** Start of Supplied material **

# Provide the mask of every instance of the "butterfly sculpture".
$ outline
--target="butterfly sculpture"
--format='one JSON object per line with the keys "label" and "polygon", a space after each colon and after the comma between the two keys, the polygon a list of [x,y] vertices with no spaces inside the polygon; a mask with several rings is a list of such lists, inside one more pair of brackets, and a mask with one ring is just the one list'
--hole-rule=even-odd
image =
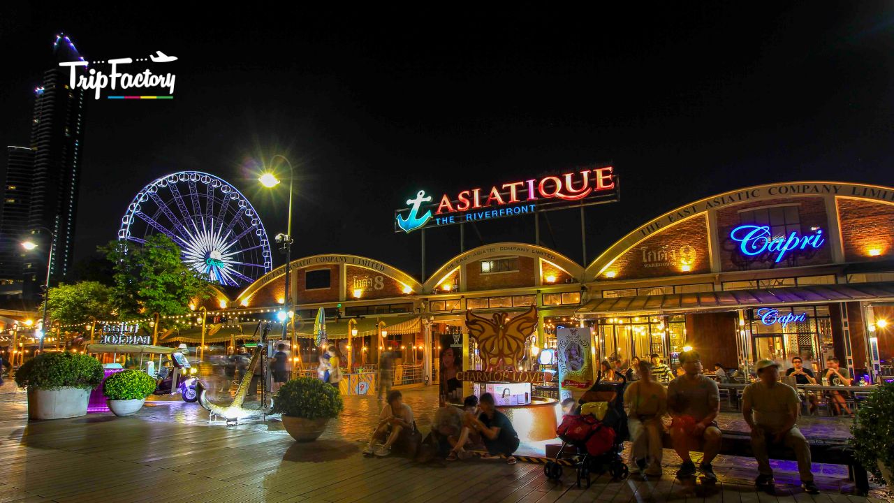
{"label": "butterfly sculpture", "polygon": [[466,311],[469,337],[478,344],[478,353],[485,371],[505,370],[514,366],[525,353],[525,338],[537,327],[537,308],[510,320],[506,312],[495,312],[491,320]]}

** End of Supplied material **

Short task: Could you set down the lines of all the rows above again, character for character, with the pictures left out?

Response below:
# Provide the mask of every instance of the "butterfly sculpture".
$ outline
--target="butterfly sculpture"
--format='one JSON object per line with the keys "label" and "polygon", a space after each colon and after the comma between the two keys, the polygon a list of [x,y] vertices with no spaces inside the polygon; a mask with several rings is a list of such lists, inside one more pair of brackets, and a mask with one ring is just the one list'
--hole-rule=even-odd
image =
{"label": "butterfly sculpture", "polygon": [[466,311],[469,337],[478,344],[478,353],[485,371],[505,370],[514,366],[525,353],[525,338],[537,327],[537,308],[510,320],[506,312],[495,312],[491,320]]}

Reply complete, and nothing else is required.